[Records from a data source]
BEGIN

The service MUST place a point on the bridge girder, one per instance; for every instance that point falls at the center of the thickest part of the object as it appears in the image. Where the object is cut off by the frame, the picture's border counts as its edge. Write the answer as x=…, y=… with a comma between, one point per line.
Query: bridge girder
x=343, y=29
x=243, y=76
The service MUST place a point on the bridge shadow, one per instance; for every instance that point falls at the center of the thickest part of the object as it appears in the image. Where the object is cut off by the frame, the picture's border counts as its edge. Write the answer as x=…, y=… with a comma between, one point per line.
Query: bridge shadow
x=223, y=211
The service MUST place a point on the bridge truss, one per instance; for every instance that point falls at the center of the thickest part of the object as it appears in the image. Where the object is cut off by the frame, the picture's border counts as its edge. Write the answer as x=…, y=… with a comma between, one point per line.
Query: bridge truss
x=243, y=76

END

# Problem to solve
Set the records above down again, exactly as they read.

# Solution to the problem
The service MUST place a point on the bridge girder, one per instance; for every instance that point falls at the center of the thickest part of the object as it appears in the image. Where the object is cut off by the frame, the picture's border counts as its edge. Write the answer as x=…, y=… with a comma between, one point per line.
Query: bridge girder
x=343, y=29
x=243, y=76
The service MUST place a point on the bridge shadow, one per instance; for every instance that point falls at the center of the thickest part of the object as it appears in the image. Where the object is cut off by the frame, the picture's border counts as its edge. Write the answer as x=…, y=… with a comma between, one point per line.
Query: bridge shadow
x=223, y=211
The service MUST place a point on the bridge truss, one per instance; for every instance that point falls at the center of the thickest part of the object as it appears in the image. Where the object is cut off by the frame, the picture's border counts as its edge. Write the answer as x=…, y=… with a comma between, one point per line.
Query: bridge truss
x=243, y=76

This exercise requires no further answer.